▶ **Written exercise**
Return the material below in full and exactly.

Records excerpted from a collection
........
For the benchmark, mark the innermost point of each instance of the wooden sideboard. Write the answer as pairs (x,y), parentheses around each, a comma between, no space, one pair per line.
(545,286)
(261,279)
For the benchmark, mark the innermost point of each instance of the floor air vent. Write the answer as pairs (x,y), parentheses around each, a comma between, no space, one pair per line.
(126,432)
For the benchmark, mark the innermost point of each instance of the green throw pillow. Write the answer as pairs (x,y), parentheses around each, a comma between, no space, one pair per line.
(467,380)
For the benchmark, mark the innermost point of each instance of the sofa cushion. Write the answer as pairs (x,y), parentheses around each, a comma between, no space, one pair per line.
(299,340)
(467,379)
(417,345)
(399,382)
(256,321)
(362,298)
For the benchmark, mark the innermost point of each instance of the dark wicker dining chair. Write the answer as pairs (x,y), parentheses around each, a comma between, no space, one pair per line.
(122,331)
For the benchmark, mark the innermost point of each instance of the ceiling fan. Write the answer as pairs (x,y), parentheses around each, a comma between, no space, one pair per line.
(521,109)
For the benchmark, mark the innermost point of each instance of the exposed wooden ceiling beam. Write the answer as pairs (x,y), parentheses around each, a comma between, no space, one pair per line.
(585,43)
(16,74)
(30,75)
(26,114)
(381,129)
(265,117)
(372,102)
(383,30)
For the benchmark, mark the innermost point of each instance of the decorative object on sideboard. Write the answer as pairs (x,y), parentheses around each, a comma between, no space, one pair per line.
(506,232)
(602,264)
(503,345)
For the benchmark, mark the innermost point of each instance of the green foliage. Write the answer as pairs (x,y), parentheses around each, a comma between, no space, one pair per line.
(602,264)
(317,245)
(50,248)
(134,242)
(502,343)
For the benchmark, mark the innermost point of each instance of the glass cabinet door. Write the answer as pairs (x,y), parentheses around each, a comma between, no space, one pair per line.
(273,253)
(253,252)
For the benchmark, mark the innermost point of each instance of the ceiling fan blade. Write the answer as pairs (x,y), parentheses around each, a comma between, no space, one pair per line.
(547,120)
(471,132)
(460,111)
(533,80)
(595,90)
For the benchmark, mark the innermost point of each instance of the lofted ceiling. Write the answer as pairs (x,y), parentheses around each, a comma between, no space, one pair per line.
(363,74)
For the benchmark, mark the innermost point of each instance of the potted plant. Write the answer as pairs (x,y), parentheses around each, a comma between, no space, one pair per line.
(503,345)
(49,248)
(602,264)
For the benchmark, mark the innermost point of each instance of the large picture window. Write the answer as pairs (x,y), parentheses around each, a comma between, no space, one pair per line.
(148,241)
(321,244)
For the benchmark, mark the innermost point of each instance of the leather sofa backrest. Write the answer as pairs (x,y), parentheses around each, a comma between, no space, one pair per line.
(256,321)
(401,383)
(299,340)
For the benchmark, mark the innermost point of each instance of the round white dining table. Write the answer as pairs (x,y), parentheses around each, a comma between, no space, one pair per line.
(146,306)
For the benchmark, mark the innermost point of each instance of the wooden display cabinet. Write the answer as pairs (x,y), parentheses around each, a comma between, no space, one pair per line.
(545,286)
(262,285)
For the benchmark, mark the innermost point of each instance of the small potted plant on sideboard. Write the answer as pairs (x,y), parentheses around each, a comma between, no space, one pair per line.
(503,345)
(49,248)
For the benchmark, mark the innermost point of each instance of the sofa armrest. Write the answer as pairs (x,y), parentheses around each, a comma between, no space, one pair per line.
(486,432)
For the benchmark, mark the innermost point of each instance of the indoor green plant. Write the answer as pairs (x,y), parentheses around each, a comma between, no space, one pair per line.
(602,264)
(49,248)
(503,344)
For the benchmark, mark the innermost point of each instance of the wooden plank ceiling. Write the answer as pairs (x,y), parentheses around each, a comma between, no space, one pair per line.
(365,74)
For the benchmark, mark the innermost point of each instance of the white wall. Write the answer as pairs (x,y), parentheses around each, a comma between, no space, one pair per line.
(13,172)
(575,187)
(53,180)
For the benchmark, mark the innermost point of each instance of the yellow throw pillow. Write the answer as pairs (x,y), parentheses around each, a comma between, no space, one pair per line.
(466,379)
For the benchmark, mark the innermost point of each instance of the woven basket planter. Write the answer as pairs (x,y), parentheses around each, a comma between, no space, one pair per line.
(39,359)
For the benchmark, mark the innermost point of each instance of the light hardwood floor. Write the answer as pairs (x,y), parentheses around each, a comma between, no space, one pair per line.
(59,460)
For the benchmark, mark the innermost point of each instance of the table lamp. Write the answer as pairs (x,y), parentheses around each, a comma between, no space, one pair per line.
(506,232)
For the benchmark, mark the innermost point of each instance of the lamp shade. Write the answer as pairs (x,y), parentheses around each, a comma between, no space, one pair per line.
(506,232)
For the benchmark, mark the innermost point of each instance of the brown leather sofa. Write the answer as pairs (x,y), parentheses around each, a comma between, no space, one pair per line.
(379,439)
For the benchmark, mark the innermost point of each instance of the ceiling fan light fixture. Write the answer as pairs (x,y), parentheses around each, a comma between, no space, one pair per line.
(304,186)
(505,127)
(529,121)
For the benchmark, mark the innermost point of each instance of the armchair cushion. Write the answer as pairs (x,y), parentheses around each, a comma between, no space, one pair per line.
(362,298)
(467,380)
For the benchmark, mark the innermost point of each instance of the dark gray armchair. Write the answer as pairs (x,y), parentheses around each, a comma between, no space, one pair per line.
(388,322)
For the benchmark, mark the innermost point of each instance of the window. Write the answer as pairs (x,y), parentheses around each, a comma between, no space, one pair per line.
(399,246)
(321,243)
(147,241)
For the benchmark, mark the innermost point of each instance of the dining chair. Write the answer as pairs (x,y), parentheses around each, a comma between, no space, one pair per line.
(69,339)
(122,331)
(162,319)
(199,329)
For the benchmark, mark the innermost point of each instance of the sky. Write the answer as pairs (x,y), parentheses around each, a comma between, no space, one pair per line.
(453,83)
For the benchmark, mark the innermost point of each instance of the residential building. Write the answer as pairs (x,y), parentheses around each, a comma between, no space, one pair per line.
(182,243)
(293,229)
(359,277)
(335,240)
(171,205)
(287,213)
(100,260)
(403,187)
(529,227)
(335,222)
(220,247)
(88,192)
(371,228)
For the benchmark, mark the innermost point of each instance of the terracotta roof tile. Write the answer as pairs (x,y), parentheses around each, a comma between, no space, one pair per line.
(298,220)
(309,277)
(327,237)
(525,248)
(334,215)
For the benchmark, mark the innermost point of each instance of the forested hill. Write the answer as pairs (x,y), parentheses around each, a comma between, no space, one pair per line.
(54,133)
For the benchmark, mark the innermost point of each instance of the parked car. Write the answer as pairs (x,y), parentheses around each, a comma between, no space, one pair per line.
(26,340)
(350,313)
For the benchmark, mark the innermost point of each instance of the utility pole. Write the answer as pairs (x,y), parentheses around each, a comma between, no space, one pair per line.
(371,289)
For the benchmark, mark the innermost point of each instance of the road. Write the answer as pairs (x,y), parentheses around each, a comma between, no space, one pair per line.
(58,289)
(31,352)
........
▶ **Right answer**
For the benchmark, mark the innermost point of each instance of the wooden sideboard. Write the answer as pairs (x,y), parentheses around each, a comma between, no space, one pair per line.
(545,286)
(261,279)
For the benchmark, mark the innermost point of each instance of the floor air vent. Write the answer as pairs (x,y), parentheses around each, a comma between, no space, one pair per line.
(126,432)
For the benchmark, mark the innermost point of each instance of the green throw pillow. Write the answer as pairs (x,y), parentheses around each, a comma between, no space, one pair per line.
(467,380)
For the benchmark, mark the innermost point of each instance of the sofa cushion. Write the answer as pairs (x,y), parentheses around each, a comma between, no space, one pair per line.
(299,340)
(467,379)
(417,345)
(399,382)
(256,321)
(362,298)
For the benchmark, mark the innermost point of each instance of the dark wicker dining chair. Write the answer as pairs (x,y), parentheses around each, a comma between, no space, one pair per line.
(122,331)
For the benchmark, mark the innermost point of each instance of the ceiling fan. Write the answer as pairs (x,y), parentheses around each, a comma between, no space, one pair per line.
(521,109)
For the benchmark, mark the innermost point of each instance of the exposed wooden ceiling beam. Write the answer as pairs (x,y), parentheses around each, a comma between, no space, one pair per line.
(585,43)
(16,74)
(30,75)
(26,114)
(381,129)
(265,117)
(372,102)
(383,30)
For the benchmark, mark the innermost point of each instance of the decorative object on sideboard. Write the answer as pairs (x,y), parentheses around each, a comma between, no space, one pair per line.
(506,232)
(602,264)
(503,345)
For the benchmark, mark the innermost point of each instance of the green foliage. Write the answer as pairs (x,y), parentheses around each, a comma between, no space, one pair per line.
(602,264)
(317,245)
(50,248)
(134,242)
(502,343)
For the benchmark, mark the innermost point of each instance of the glass cabinet door. Write the answer as pairs (x,y), parentheses around each, a comma between, no space, one pair per line.
(273,253)
(253,252)
For the benchmark, mark the innermost point of each instance of the ceiling fan blade. Write the answer as pairs (x,y), parentheses around each, a comma between, no space, one pair per line.
(547,120)
(471,132)
(460,111)
(533,80)
(595,90)
For the benchmark, mark the innermost point of each instance of the lofted ceiling. Write the answer as pairs (x,y), parentheses around each, a comma between, no space, one pair per line.
(363,74)
For the benchmark, mark the innermost point of each instance of the potted plant. Write the answer as pairs (x,y), parentheses around each, a comma between, no space, one pair per line.
(503,345)
(49,248)
(602,264)
For the benchmark, mark the innermost point of each instance of the large picture window. Write the answer as pairs (x,y), parentheses around each, a comma between, no space, one pair per line.
(148,241)
(321,244)
For the benchmark, mark the innermost point of each instance of the leather sofa backrest. Write the answer as pairs (x,y), parentheses around each, a comma between, no space, one pair per line.
(256,321)
(401,383)
(299,340)
For the benchmark, mark the innermost point of each instance of the round white dining table. Write the answer as pairs (x,y), parentheses around each, a comma between, no space, one pair per line.
(146,306)
For the benchmark, mark the innermost point of each instance of the wooden display cabinet. Write the answer as pairs (x,y), parentheses around each, a comma between, no space, one pair per line.
(545,286)
(262,285)
For the benchmark, mark the innermost point of each instance of the small potted plant on sideboard. Write the answer as pairs (x,y), parentheses around each, a comma between, no space, one pair per line.
(503,345)
(49,248)
For the benchmark, mark the innermost point of each instance of the sofa armrest. Write the answer as pairs (x,y), parentheses around each, a comma between, no space, one pair per line.
(486,432)
For the benchmark, mark the innermost point of each instance of the indoor green plant. Write the answer as pairs (x,y), parentheses around each, a comma between, no space, one pair per line.
(602,264)
(49,248)
(503,344)
For the benchmark, mark the innermost point of each instance of the wooden plank ceiling. Write the answer as pairs (x,y), parentheses around each, a comma between, no space, one pair per line.
(365,74)
For the benchmark, mark the innermost point of each instance of the white wall. Write the answer as pairs (x,y), parentheses around each, a comma between, no space, one pair per line.
(13,172)
(575,187)
(53,180)
For the benchmark, mark the innermost point of each instance of the yellow throw pillow. Write the answer as pairs (x,y), parentheses around each, a comma between, no space, one pair per line.
(466,379)
For the benchmark, mark the innermost point of each instance of the woven basket planter. Write the answer as pairs (x,y), parentheses around each, a comma between, no space, one pair per line.
(39,359)
For the benchmark, mark the innermost point of each instance of the light hardwood floor. Write the answer as pairs (x,y), parentheses around each, a comma between, no space, one pair per line.
(59,460)
For the benchmark, mark the innermost point of each instance of the table lamp. Write the answer as pairs (x,y), parentheses around each, a comma between, no space, one pair per line.
(506,232)
For the benchmark, mark the innermost point of each instance of the lamp shade. Write the answer as pairs (x,y), parentheses around each, a comma between, no space, one pair per line.
(506,232)
For the benchmark, mark the innermost point of each instance of the brown leather sofa. Write the answer as pairs (x,y), parentheses around each, a comma between, no space, one pair per line.
(379,439)
For the benchmark, mark the innermost point of each instance of the ceiling fan light fixture. Write the answer as pairs (x,y), parentheses around each, a comma between, no space, one pair per line.
(304,186)
(505,127)
(529,121)
For the benchmark, mark the innermost point of each instance of the armchair cushion. Write the answer as pairs (x,y), parentheses around each, a comma between, no space, one pair per line.
(362,298)
(467,380)
For the benchmark, mark the innermost point of each instance of the dark gray armchair. Write the answer as pairs (x,y), parentheses around each, a comma between, no space, one pair per line.
(388,322)
For the benchmark, mark the innermost point of each instance of the window. Write the answer as pairs (x,y), parentheses around each, a comma between, no space, one pair per line.
(399,246)
(321,243)
(147,241)
For the benchmark, mark the innermost point of each instance of the dining chair. Write the answer as pairs (x,y), parentheses around each, a comma between, no space, one pair per line.
(69,339)
(122,331)
(162,319)
(199,329)
For the benchmark, mark the innermost point of each instance of the sky. Write the answer as pairs (x,y), parentheses around each, a comma between, no space, one pair per line.
(453,83)
For the benchmark, mark the innermost point of each instance of the residential building. Write the answer as pairs (x,y), parentheses around each, a comma between, no space, one pair per line.
(182,243)
(293,229)
(359,277)
(335,240)
(171,205)
(287,213)
(100,260)
(403,187)
(529,227)
(335,222)
(220,247)
(88,192)
(371,228)
For the benchmark, mark the innermost point of each instance of the terracotta roof tile. Write the answer as pairs (x,y), parentheses around each, a comma between, no space, one pair per line.
(298,220)
(309,277)
(327,237)
(525,248)
(334,215)
For the benchmark, mark the innermost point of each instance of the forested hill. Write the answer as pairs (x,y), parentheses around each, a comma between, no space, one pair per line.
(54,133)
For the benchmark, mark the innermost point of each instance of the parked car. Write the answer as pairs (x,y), parentheses around each, a comma between, no space, one pair per line.
(26,340)
(350,313)
For the benchmark, mark the innermost point of each instance of the utility pole. Write the answer as pairs (x,y), parentheses around each, a comma between, no space, one pair per line.
(371,289)
For the benchmark, mark the innermost point of each instance of the road. Write the answer as pairs (x,y), parentheses around each, a comma between, no space, one pair per line.
(58,289)
(31,352)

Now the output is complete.